NIJC Recommendations: 

  • End criminal prosecutions for unauthorized entry and reentry violations, including for vulnerable populations and asylum seekers. The Biden Administration, which has the discretion to de-prioritize prosecutions for migration-related offenses, must uphold past commitments to end mass prosecutions for migration-related offenses. The Administration must also end CBP’s “Repeat Offender Initiative,” and any programs that prioritize prosecutions for unauthorized entry or reentry, and should support Congressional efforts to repeal Sections 1325 and 1326 of the U.S. Code.
  • Shut down detention centers and end detention contracts, including with private corporations who profit from the incarceration of immigrants. Instead of jailing them in unsafe and unsanitary conditions, we urge the Biden administration to parole asylum seekers into the US, given that over 90% of asylum seekers have relatives in the US with whom they can safely stay.

Read More

Recommendations

To uphold the U.S. obligation to provide refuge for families, adults, and children seeking freedom from persecution, NIJC recommends:

  • Protect due process and eliminate summary removal and expulsion procedures that prevent asylum seekers from pursuing existing protections. All asylum seekers should have the opportunity to present their case to an immigration judge, including those who have previously been deported.
☆ ☆ ☆ ☆ ☆ ☆ ☆
WORK REQUEST 1 —
In the NIJC recommendations, what share of asylum seekers have relatives in the US with whom they can safely stay?
WORK REQUEST 2 —
Can you carry on the NIJC recommendations on asylum and immigration from where they stop?
☆ ☆ ☆ ☆ ☆ ☆ ☆
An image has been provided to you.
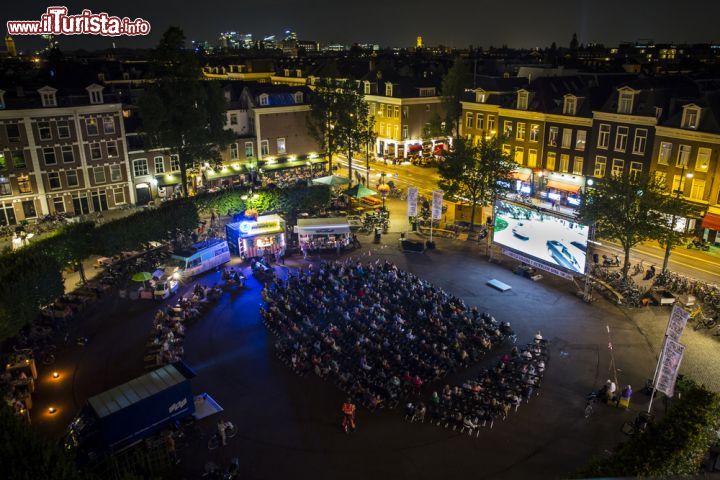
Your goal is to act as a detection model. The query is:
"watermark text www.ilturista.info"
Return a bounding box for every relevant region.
[7,7,150,37]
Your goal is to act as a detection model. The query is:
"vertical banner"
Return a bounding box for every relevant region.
[655,337,685,397]
[665,304,690,342]
[408,187,417,217]
[432,190,443,220]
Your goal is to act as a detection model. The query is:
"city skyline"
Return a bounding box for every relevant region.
[2,0,720,51]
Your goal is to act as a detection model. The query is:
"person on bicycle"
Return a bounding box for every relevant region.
[342,397,355,431]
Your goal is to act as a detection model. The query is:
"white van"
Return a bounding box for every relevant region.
[172,238,230,280]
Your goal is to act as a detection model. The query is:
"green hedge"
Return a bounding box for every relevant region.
[576,380,720,478]
[193,185,330,216]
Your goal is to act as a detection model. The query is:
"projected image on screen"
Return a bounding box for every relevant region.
[493,200,588,273]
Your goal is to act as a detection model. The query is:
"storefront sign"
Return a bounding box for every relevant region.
[432,190,443,220]
[655,338,685,397]
[503,248,572,280]
[408,187,417,217]
[665,304,690,342]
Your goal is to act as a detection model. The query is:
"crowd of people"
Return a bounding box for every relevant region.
[145,283,222,369]
[262,259,513,409]
[406,332,548,434]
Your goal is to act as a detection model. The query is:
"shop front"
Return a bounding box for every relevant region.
[295,217,352,252]
[225,215,287,259]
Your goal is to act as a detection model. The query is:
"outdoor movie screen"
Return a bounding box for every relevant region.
[493,200,588,273]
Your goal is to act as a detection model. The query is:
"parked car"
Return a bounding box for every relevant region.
[547,240,582,273]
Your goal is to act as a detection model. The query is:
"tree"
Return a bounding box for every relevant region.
[578,172,665,278]
[140,27,233,194]
[307,80,346,172]
[440,57,468,138]
[438,137,517,231]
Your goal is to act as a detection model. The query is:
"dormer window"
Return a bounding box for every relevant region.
[517,90,529,110]
[563,95,577,115]
[618,88,635,115]
[85,84,103,105]
[38,87,57,107]
[680,105,700,130]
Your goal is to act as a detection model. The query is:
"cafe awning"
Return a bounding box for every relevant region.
[547,180,580,193]
[702,213,720,231]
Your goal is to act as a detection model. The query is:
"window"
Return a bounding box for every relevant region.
[18,175,32,193]
[38,122,52,140]
[633,128,647,155]
[561,128,572,148]
[53,197,65,213]
[43,147,57,165]
[610,158,625,177]
[681,106,700,129]
[527,148,537,168]
[563,95,577,115]
[618,92,634,114]
[488,115,496,134]
[695,147,712,172]
[5,123,20,142]
[530,125,540,142]
[548,127,558,147]
[593,155,607,178]
[545,152,557,170]
[133,158,148,177]
[658,142,672,165]
[85,118,98,136]
[517,90,529,110]
[675,145,692,167]
[690,178,705,200]
[672,175,686,195]
[48,172,61,190]
[575,130,587,152]
[615,127,630,152]
[90,143,102,160]
[598,123,610,148]
[110,164,122,182]
[113,188,125,205]
[65,170,80,187]
[153,155,165,174]
[573,157,585,175]
[103,117,115,134]
[57,120,70,138]
[93,167,107,183]
[107,140,120,158]
[560,153,570,172]
[0,177,12,195]
[503,120,512,138]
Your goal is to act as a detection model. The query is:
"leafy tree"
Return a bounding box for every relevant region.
[307,79,347,172]
[140,27,233,194]
[438,137,517,231]
[0,402,82,480]
[440,57,468,138]
[578,172,665,278]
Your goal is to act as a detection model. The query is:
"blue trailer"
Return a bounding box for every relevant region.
[66,362,195,457]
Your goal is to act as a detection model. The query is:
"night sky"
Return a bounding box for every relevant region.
[0,0,720,50]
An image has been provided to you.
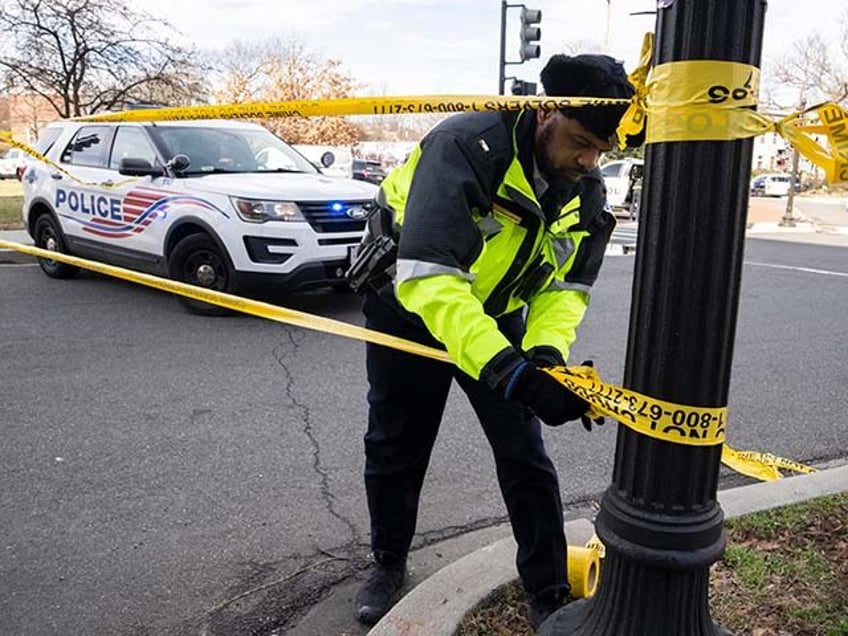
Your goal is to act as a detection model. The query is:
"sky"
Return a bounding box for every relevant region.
[140,0,848,96]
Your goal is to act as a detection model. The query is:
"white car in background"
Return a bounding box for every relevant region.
[600,158,645,218]
[0,148,29,179]
[751,174,792,197]
[23,120,377,314]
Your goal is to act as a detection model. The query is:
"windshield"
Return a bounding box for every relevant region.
[601,161,624,178]
[149,126,318,174]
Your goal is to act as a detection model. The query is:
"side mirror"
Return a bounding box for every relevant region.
[118,157,165,178]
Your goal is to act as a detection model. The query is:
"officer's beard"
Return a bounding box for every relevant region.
[536,126,588,189]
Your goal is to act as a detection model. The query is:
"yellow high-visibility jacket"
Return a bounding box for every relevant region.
[378,112,615,387]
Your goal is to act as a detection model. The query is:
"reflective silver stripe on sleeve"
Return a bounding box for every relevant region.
[395,258,474,287]
[477,214,503,238]
[545,279,592,294]
[552,236,574,269]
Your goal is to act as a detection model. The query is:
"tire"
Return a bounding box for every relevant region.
[168,234,235,316]
[34,214,79,278]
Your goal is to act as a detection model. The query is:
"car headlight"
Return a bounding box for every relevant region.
[232,197,306,223]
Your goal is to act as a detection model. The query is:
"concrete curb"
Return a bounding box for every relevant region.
[368,465,848,636]
[368,519,594,636]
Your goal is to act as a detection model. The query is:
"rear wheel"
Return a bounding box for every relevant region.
[168,234,234,316]
[35,214,79,278]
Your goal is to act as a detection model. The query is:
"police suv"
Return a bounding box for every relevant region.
[22,120,377,314]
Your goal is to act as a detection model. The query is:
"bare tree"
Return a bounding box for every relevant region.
[773,11,848,108]
[0,0,207,117]
[215,38,361,146]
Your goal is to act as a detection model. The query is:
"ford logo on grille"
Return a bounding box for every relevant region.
[345,205,368,221]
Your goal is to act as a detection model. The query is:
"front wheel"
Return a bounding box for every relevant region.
[34,214,79,278]
[168,234,234,316]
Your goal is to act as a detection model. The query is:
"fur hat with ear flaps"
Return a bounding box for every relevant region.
[541,54,645,148]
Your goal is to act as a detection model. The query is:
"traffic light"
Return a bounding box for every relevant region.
[519,7,542,62]
[509,79,536,95]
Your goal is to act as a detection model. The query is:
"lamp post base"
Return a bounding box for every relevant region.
[536,550,733,636]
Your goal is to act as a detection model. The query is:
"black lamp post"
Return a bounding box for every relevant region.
[539,0,766,636]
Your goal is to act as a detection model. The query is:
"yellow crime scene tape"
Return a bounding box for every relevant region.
[0,33,820,479]
[0,240,815,480]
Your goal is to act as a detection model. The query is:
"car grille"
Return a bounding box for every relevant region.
[297,200,376,234]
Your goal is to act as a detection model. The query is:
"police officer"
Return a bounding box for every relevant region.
[349,55,640,625]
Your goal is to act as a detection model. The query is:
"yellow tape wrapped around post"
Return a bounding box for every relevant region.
[0,239,815,480]
[566,545,601,598]
[545,367,727,446]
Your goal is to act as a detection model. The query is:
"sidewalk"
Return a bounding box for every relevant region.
[745,195,848,240]
[0,230,35,265]
[370,465,848,636]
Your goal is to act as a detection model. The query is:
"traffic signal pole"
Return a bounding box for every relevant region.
[538,0,766,636]
[498,0,507,95]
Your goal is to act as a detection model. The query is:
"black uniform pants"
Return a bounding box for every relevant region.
[364,291,567,595]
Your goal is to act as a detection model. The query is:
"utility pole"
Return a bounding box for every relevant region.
[778,92,807,227]
[538,0,766,636]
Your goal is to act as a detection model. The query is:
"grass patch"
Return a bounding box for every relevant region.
[0,179,24,230]
[464,493,848,636]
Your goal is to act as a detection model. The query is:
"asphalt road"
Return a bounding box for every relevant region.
[0,240,848,636]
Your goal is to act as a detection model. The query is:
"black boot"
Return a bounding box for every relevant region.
[530,589,568,631]
[354,557,406,625]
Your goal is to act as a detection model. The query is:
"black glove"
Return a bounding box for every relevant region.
[504,362,589,426]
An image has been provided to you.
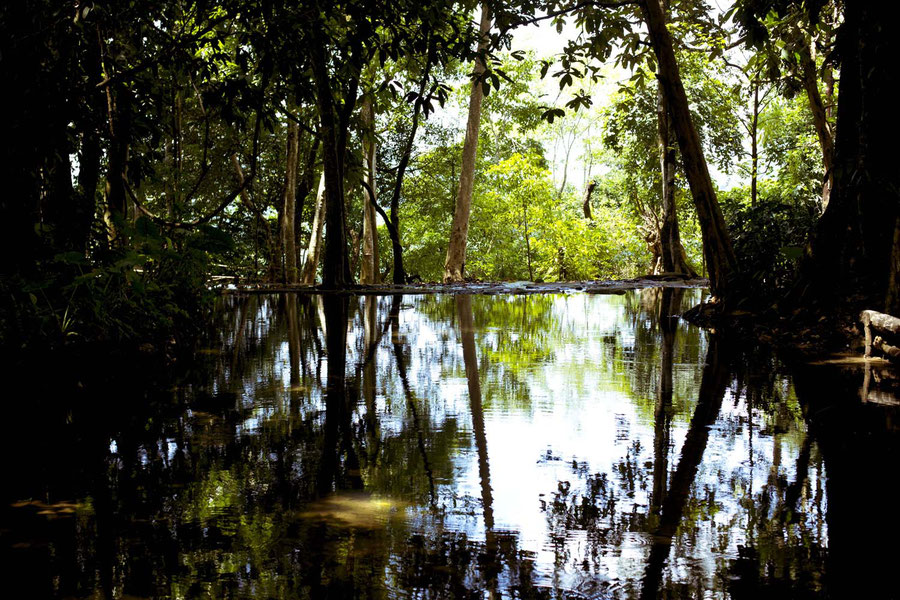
☆ ☆ ☆ ☆ ☆ ☆ ☆
TASK RESULT 1 —
Over 90%.

TASK RESULT 2 —
  • Appoint counsel to everyone in immigration proceedings. Access to counsel is critical to help people, especially children, individuals in detention, and vulnerable populations, navigate the complex immigration system.
  • End U.S. practices of turning back asylum seekers or tasking other nations with either detaining or pushing back asylum seekers in violation of international law.
  • End immigration detention, including the detention of asylum seekers. Arriving asylum seekers should be released on parole or recognizance and supported in the community with their loved ones while their cases proceed. 
  • End criminal prosecutions for unauthorized entry (8 U.S.C. § 1325) and reentry (8 U.S.C. § 1326), which violate the rights of asylum seekers, deny due process rights, and discriminate along racial and ethnic lines. The administration should phase out the use of such prosecutions, ensure that involvement in the criminal legal system does not preclude access to asylum, and support Congressional efforts to repeal 8 U.S.C. Sections 1325 and 1326.